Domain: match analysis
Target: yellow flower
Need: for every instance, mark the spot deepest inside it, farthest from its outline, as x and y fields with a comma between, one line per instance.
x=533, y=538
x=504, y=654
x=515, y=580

**Task goal:**
Write out every line of the entries again, swapping "yellow flower" for "white flower" each time it appears and leaving everything else unchanged.

**Response to this task:**
Domain: match analysis
Target: white flower
Need: for every instance, mark the spot deepest inside it, farthest from its outline, as x and y fields with a comma between, one line per instance.
x=533, y=538
x=504, y=654
x=515, y=580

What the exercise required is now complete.